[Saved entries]
Segment Open

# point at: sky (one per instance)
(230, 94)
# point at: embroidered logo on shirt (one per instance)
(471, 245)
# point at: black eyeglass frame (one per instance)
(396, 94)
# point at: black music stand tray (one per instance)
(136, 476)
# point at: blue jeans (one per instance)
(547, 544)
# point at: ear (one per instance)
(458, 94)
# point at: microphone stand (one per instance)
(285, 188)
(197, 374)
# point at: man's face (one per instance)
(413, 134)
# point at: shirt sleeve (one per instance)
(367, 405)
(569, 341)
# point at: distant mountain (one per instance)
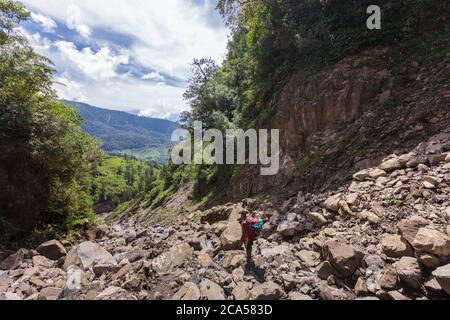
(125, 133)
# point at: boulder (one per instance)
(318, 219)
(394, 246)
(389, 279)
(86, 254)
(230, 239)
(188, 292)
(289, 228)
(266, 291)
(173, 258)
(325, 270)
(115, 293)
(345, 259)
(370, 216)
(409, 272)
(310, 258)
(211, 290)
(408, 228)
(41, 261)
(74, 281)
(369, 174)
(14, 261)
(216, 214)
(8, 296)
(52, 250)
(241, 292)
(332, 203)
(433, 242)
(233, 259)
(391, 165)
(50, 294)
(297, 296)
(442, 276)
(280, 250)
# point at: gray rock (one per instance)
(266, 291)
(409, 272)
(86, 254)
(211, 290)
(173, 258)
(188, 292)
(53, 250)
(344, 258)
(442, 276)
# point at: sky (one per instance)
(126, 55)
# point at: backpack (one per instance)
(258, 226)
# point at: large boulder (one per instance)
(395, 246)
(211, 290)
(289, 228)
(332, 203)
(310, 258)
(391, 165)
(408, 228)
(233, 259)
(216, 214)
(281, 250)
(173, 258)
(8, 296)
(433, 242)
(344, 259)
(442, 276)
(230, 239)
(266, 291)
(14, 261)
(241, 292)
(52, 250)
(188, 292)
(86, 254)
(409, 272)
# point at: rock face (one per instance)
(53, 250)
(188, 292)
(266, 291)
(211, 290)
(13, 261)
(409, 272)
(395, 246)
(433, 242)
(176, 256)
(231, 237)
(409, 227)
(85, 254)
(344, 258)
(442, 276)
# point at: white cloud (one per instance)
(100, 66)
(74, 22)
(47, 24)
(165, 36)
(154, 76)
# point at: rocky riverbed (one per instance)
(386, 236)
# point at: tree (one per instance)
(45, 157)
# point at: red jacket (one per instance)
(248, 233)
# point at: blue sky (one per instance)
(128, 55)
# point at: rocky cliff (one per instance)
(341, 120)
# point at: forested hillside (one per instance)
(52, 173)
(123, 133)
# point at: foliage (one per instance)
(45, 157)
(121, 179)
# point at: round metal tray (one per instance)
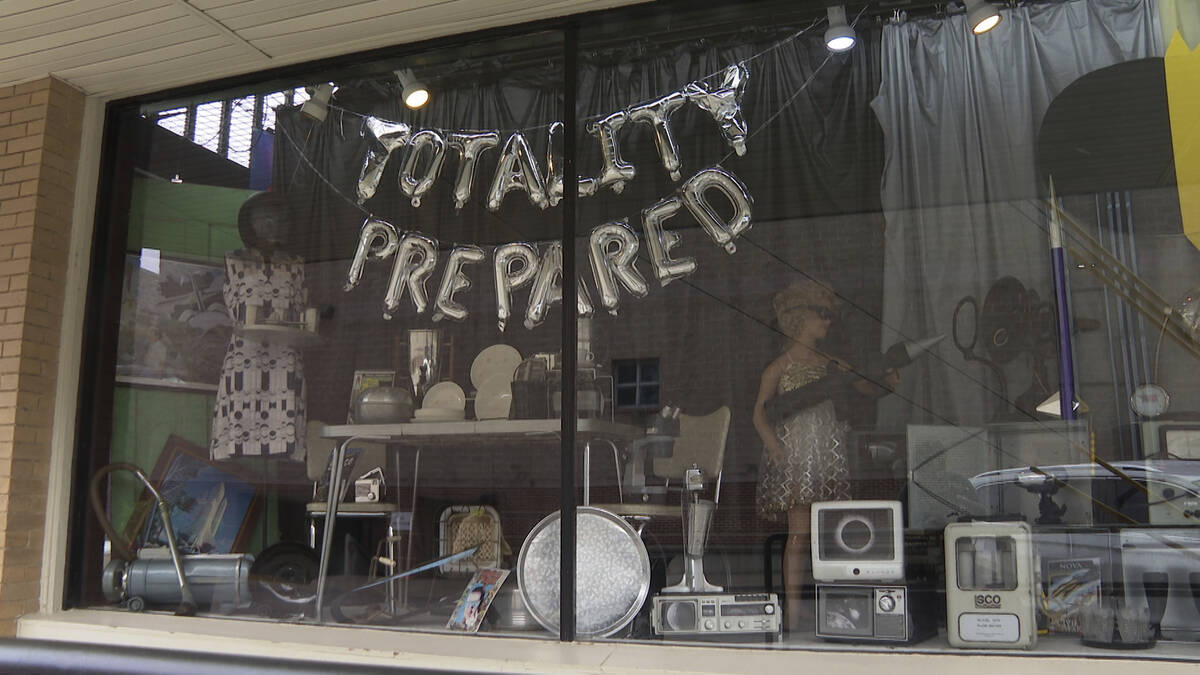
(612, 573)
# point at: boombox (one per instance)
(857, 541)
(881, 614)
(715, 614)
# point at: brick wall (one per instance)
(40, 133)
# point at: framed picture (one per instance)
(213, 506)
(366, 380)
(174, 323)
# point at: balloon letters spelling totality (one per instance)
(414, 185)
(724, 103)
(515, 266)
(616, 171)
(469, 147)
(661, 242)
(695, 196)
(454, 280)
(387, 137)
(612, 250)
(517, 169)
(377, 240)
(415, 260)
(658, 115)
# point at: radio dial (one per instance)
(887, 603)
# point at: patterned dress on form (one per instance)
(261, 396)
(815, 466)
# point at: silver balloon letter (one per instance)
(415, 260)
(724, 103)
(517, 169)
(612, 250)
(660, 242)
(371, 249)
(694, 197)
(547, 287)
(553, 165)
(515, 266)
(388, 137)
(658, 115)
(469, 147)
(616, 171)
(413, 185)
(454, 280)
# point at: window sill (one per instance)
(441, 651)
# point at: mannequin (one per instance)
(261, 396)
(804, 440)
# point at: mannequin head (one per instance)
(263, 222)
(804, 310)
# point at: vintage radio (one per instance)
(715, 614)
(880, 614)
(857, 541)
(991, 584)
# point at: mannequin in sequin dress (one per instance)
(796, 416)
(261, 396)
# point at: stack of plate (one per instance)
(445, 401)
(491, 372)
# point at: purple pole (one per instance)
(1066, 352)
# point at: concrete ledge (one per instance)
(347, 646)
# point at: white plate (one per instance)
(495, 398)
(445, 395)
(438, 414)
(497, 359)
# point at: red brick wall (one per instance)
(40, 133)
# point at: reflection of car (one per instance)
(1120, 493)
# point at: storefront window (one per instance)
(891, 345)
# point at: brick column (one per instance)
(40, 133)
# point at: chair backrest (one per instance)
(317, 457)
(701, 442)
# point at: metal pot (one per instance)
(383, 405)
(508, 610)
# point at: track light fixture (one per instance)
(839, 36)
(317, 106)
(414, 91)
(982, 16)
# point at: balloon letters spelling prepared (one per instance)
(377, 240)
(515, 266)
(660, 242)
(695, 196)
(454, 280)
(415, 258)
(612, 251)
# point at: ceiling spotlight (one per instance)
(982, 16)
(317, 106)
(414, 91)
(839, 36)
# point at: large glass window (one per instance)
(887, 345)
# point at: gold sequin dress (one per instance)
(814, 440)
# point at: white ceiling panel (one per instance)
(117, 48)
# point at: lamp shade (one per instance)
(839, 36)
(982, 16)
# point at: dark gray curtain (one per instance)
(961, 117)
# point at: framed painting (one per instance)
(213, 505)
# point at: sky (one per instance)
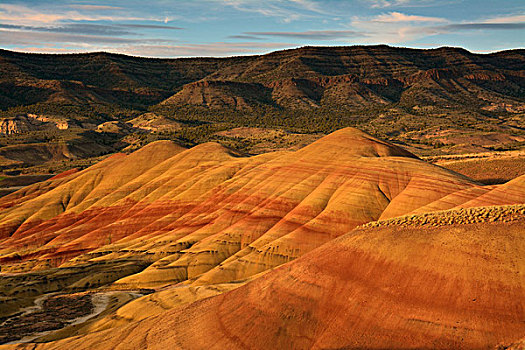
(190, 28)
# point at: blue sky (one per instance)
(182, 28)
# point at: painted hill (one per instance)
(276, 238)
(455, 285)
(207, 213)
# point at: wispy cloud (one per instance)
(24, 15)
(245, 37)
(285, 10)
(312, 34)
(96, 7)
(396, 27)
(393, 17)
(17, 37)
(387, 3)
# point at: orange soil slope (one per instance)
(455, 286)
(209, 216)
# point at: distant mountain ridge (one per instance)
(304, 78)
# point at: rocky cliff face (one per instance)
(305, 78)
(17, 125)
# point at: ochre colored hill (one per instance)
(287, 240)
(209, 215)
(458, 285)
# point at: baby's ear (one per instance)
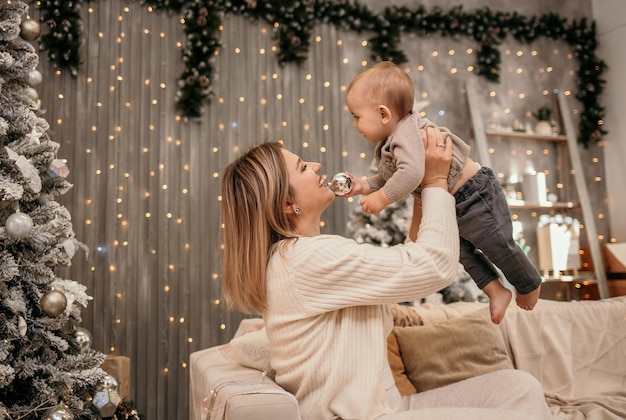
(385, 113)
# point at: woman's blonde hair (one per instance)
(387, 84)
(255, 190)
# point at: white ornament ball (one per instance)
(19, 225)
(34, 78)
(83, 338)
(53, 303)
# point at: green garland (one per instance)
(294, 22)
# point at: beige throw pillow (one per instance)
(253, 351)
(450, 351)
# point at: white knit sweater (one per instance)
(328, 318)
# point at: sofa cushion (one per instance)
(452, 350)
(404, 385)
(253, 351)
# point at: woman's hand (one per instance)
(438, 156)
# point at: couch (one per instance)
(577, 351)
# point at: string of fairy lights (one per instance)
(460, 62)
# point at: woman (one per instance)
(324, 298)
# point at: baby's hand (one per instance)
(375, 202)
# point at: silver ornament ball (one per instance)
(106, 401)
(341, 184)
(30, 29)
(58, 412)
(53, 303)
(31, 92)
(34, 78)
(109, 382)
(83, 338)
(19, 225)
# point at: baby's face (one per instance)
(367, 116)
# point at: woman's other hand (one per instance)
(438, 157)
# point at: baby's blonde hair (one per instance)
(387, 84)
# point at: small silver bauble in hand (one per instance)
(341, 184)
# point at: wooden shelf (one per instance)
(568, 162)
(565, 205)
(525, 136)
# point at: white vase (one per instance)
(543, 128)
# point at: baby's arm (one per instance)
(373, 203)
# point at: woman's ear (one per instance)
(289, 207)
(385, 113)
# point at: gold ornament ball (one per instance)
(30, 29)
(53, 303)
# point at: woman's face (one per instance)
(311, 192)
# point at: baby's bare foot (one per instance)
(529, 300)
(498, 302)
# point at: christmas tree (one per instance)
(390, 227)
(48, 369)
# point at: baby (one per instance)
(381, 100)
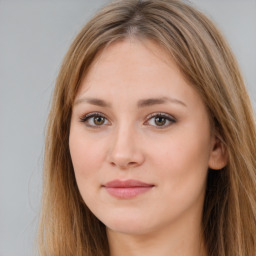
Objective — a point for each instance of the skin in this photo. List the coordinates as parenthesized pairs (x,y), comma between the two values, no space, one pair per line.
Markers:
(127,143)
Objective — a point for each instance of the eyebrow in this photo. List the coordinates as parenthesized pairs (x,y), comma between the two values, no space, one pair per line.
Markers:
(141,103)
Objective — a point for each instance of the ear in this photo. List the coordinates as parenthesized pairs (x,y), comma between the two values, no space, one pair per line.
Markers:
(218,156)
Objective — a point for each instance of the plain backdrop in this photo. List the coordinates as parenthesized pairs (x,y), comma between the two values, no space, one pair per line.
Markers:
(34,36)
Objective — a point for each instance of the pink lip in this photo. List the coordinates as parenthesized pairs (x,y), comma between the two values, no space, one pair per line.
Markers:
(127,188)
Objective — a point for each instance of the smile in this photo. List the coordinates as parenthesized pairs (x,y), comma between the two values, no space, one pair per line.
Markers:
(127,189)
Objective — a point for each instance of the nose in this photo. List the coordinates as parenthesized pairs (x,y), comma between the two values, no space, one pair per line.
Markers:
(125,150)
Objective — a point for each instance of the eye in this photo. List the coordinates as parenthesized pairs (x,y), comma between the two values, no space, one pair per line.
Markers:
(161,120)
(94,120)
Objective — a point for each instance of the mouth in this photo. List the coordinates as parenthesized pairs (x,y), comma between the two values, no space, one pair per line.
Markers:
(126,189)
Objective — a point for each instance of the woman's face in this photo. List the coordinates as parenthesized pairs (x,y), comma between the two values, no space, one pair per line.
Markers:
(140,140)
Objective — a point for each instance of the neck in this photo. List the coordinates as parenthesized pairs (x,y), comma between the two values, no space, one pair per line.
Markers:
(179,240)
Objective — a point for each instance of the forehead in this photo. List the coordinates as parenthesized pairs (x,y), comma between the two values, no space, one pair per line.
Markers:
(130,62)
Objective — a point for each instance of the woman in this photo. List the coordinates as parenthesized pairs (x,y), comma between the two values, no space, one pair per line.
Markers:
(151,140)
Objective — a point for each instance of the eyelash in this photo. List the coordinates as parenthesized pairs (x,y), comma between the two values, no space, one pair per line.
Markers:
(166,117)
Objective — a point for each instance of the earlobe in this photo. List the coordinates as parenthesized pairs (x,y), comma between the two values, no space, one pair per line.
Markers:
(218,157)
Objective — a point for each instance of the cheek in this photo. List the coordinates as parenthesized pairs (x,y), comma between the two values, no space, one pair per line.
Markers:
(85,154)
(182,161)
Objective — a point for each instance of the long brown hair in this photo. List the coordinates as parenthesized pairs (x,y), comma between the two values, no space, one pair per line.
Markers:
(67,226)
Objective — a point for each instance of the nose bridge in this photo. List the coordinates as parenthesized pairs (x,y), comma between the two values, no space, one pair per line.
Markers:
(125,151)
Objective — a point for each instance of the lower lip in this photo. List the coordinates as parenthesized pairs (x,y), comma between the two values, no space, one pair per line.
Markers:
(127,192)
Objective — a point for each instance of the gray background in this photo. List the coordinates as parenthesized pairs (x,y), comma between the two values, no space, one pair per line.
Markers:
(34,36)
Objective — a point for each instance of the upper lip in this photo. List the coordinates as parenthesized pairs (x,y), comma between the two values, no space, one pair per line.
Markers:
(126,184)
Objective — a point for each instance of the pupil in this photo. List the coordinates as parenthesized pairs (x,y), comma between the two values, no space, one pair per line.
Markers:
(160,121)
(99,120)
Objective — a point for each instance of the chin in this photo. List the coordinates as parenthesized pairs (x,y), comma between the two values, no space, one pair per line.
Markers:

Segment Closed

• Assignment
Please write out, exactly as they appear, the lines from the one containing "Objective — a point for each instance of the chin" through the last line of the records above, and nothing more.

• Exercise answer
Objective — a point for each instance of the chin in this photo. List the coordinates as parenthesized pairs (x,y), comma between the two values, no space, one pair per line.
Markers:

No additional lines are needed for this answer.